# GIVEN RECORDS
** Begin **

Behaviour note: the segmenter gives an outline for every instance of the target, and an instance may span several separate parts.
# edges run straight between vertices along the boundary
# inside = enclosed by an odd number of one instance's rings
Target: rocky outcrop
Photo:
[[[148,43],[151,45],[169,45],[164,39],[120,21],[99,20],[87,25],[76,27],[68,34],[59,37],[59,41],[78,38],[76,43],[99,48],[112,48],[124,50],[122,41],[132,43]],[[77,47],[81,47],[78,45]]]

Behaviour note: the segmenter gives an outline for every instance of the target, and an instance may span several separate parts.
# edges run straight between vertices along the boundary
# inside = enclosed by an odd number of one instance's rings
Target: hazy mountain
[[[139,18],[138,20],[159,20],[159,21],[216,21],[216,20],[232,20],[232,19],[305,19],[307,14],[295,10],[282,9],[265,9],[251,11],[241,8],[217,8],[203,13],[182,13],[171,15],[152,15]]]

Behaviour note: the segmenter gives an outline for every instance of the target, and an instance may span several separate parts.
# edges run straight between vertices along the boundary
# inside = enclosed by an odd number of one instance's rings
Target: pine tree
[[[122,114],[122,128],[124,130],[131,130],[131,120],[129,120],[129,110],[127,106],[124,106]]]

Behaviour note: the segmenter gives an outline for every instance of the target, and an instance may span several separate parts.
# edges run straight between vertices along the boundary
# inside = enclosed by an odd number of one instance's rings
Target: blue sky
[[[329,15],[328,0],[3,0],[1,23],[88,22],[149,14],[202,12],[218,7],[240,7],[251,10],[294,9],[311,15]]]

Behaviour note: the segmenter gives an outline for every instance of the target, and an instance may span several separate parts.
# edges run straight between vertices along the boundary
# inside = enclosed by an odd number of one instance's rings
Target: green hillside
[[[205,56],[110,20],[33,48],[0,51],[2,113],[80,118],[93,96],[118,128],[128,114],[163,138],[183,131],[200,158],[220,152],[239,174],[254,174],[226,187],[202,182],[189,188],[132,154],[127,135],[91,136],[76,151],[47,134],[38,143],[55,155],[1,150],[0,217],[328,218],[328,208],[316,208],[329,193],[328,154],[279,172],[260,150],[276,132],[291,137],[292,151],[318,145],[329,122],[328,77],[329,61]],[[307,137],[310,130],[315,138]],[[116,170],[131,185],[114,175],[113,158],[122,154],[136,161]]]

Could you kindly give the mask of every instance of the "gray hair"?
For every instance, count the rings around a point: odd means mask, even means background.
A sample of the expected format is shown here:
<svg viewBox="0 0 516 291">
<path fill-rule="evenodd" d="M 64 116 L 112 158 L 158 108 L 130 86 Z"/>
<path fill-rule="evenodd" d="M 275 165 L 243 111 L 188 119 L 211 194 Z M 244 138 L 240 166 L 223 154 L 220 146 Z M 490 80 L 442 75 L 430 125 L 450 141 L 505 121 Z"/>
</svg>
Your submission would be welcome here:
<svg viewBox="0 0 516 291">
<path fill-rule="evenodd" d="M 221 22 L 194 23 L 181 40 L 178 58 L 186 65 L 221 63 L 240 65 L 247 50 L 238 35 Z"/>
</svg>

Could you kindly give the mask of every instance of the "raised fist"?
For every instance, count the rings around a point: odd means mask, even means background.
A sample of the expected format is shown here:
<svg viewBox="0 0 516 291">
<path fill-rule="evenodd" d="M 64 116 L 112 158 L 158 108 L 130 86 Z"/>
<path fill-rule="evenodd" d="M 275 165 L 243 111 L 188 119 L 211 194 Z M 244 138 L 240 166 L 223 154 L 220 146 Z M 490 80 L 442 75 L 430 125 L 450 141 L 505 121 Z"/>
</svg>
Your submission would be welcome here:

** End **

# YOUR INSTRUCTIONS
Set down all of the records shown above once more, exactly.

# THE OUTPUT
Behaviour note: the segmenter gives an outline for every instance of the target, and an instance may span several separate parts.
# edges run straight between vertices along the boundary
# inside = enclosed by an odd number of one instance's rings
Target: rocky outcrop
Photo:
[[[148,43],[151,45],[169,45],[164,39],[120,21],[99,20],[87,25],[76,27],[68,34],[59,37],[59,41],[78,38],[76,43],[99,48],[112,48],[124,50],[122,41],[132,43]],[[77,47],[81,47],[78,45]]]

Behaviour note: the segmenter gives an outline for every instance of the target, and an instance may span several separate parts.
# edges run straight between vertices along the boundary
# inside = enclosed by an odd number of one instance's rings
Target: hazy mountain
[[[139,18],[138,20],[159,20],[159,21],[216,21],[216,20],[232,20],[232,19],[305,19],[307,14],[295,10],[282,9],[265,9],[251,11],[241,8],[217,8],[203,13],[182,13],[171,15],[152,15]]]

Behaviour note: the segmenter gives an outline for every instance of the target, and an instance may span several separate parts.
# edges run straight between vertices along the boundary
# inside = enclosed by an odd number of one instance's rings
Target: pine tree
[[[122,114],[122,128],[124,130],[131,130],[131,120],[129,120],[129,110],[127,106],[124,106]]]

Behaviour note: the segmenter gives an outline for every instance of the target, and an instance may span several separate parts.
# edges run straight between vertices along the boundary
# inside = enclosed by an odd number of one instance's rings
Target: blue sky
[[[329,15],[328,0],[3,0],[1,23],[88,22],[149,14],[202,12],[218,7],[240,7],[251,10],[294,9],[311,15]]]

Behaviour note: the segmenter gives an outline for every instance of the target, and an instance may span several separate parts.
# edges run straight between vertices along the boundary
# inside = enclosed by an odd number of one instance's rings
Target: green hillside
[[[205,56],[110,20],[33,48],[0,51],[2,113],[80,118],[93,96],[118,128],[128,114],[163,138],[183,131],[200,158],[220,152],[239,174],[254,174],[226,187],[202,182],[189,188],[132,154],[127,135],[91,136],[76,151],[47,134],[38,143],[55,155],[1,150],[0,217],[328,218],[328,208],[316,208],[329,193],[328,154],[279,172],[260,150],[276,132],[291,137],[292,151],[318,145],[329,122],[328,77],[329,61]],[[307,137],[310,130],[315,138]],[[116,170],[131,185],[114,175],[113,158],[122,154],[136,161]]]

Could you kindly give the mask of every instance of the "gray hair"?
For every instance, count the rings around a point: odd means mask, even means background.
A sample of the expected format is shown here:
<svg viewBox="0 0 516 291">
<path fill-rule="evenodd" d="M 64 116 L 112 158 L 158 108 L 130 86 Z"/>
<path fill-rule="evenodd" d="M 275 165 L 243 111 L 188 119 L 211 194 Z M 244 138 L 240 166 L 223 154 L 220 146 Z M 490 80 L 442 75 L 430 125 L 450 141 L 505 121 Z"/>
</svg>
Your submission would be welcome here:
<svg viewBox="0 0 516 291">
<path fill-rule="evenodd" d="M 221 22 L 194 23 L 181 40 L 178 58 L 186 65 L 221 63 L 240 65 L 247 50 L 238 35 Z"/>
</svg>

Could you kindly give the mask of every instance of the "raised fist"?
For every instance, count the rings around a point: odd means mask, even means background.
A sample of the expected format is shown here:
<svg viewBox="0 0 516 291">
<path fill-rule="evenodd" d="M 64 116 L 112 158 L 158 108 L 130 86 Z"/>
<path fill-rule="evenodd" d="M 275 165 L 243 111 L 188 119 L 211 194 Z M 244 138 L 240 166 L 223 154 L 220 146 Z M 490 80 L 442 75 L 430 125 L 450 141 L 505 121 Z"/>
</svg>
Your submission would be welcome here:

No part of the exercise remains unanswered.